### [Set exercise]
Make an exact copy of the listing below.

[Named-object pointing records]
┏━━

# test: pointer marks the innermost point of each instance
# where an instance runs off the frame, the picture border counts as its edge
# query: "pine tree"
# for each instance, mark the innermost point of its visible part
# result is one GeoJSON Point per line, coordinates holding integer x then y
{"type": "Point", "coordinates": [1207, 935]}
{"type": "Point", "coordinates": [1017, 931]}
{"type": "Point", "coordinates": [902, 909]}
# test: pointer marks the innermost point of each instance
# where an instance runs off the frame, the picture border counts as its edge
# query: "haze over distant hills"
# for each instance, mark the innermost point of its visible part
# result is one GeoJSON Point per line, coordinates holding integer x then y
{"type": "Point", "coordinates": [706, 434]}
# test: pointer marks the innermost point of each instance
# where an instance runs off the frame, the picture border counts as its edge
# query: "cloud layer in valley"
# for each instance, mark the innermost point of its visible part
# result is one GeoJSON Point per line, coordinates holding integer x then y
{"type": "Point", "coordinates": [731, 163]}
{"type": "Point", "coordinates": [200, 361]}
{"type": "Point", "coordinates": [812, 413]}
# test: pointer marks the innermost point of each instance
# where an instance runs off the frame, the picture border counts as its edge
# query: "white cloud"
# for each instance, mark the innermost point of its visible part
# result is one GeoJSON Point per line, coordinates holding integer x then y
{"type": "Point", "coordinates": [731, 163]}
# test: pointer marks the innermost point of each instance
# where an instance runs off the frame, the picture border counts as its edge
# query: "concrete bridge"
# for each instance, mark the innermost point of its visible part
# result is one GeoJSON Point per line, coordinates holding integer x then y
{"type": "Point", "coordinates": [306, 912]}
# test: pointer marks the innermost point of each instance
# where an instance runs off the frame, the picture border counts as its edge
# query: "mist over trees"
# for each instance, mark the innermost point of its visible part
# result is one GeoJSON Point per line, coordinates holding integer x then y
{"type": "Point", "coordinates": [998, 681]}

┗━━

### [Finished task]
# test: pointer marks the innermost point of each instance
# where an instance runs off the frame, the picture border counts as its edge
# query: "pine tree"
# for each instance, mark the innermost point of its visible part
# result is one GeoJSON Point per line, coordinates holding integer x then y
{"type": "Point", "coordinates": [1207, 935]}
{"type": "Point", "coordinates": [1017, 931]}
{"type": "Point", "coordinates": [902, 909]}
# test: pointer marks the innermost point of each instance
# where an instance runs off the frame, the picture border counts as its edge
# query: "haze over distant hills"
# for each instance, mark the innermost point of its visible part
# result is one GeoJSON Point per line, coordinates holding integer x then y
{"type": "Point", "coordinates": [706, 434]}
# test: pointer marks the innermost point of each instance
# where an instance runs off the frame, the picture border counts as its edge
# query: "cloud layer in valley"
# for each instance, mark the innermost point of its visible part
# result is one GeoJSON Point per line, coordinates holding integer x then y
{"type": "Point", "coordinates": [731, 163]}
{"type": "Point", "coordinates": [200, 361]}
{"type": "Point", "coordinates": [812, 413]}
# test: pointer marks the innermost point of each instance
# where an instance runs off the frame, the picture border counts as its edge
# query: "white cloud"
# for each instance, mark the innermost point of its visible part
# result is one GeoJSON Point per line, coordinates holding integer x then y
{"type": "Point", "coordinates": [731, 163]}
# test: pointer marks the innermost point of each instance
# where an instance runs off the frame, the picture border counts as its edge
# query: "concrete bridge"
# for each instance, mark the innermost point of its visible part
# result is one GeoJSON Point per line, coordinates holding integer x then y
{"type": "Point", "coordinates": [306, 912]}
# test: pointer marks the innermost point of each instance
# where an instance runs off the frame, the picture border counts as its edge
# query: "mist over trees"
# for each instance, mark the innermost point of its visible part
# result is one GeoJSON Point per line, coordinates holding integer x then y
{"type": "Point", "coordinates": [998, 681]}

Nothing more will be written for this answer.